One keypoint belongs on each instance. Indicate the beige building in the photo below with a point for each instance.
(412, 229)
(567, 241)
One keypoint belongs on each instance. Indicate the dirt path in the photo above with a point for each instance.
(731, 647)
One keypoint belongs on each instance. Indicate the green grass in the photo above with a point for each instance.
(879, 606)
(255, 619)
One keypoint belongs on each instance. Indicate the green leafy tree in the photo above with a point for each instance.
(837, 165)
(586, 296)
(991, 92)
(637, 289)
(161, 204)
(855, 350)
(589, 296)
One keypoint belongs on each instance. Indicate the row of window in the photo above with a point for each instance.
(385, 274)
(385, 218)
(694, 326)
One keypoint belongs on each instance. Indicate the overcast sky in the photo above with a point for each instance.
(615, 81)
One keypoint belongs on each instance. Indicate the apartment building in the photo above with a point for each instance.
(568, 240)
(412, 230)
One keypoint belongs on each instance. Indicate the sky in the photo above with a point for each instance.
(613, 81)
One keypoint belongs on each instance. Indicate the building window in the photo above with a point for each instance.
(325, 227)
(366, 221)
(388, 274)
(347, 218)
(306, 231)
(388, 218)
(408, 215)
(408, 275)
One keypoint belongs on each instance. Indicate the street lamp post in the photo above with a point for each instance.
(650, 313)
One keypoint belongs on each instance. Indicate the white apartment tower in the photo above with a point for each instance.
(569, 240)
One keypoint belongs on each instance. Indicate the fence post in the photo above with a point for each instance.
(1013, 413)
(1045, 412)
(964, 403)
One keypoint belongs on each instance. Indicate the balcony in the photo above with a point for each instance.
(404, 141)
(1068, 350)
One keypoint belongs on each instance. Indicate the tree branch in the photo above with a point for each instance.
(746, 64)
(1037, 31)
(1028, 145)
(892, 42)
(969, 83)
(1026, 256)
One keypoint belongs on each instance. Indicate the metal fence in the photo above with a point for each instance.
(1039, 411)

= = = = = = =

[To be done]: Rewrite the entries from the line with "One keypoint belongs on each instance. Indicate the tree" through the end of the entries, replacing "keypoint" with "marker" and leaving everything else unchanged.

[Task response]:
One marker belongs on each instance. Indicate the tree branch in the photo above with a point for each instance.
(746, 64)
(1037, 31)
(1028, 145)
(892, 42)
(969, 83)
(1026, 256)
One marker belongs on each instance. Indicate the metal fence in the photo above with a point for each instance.
(1039, 411)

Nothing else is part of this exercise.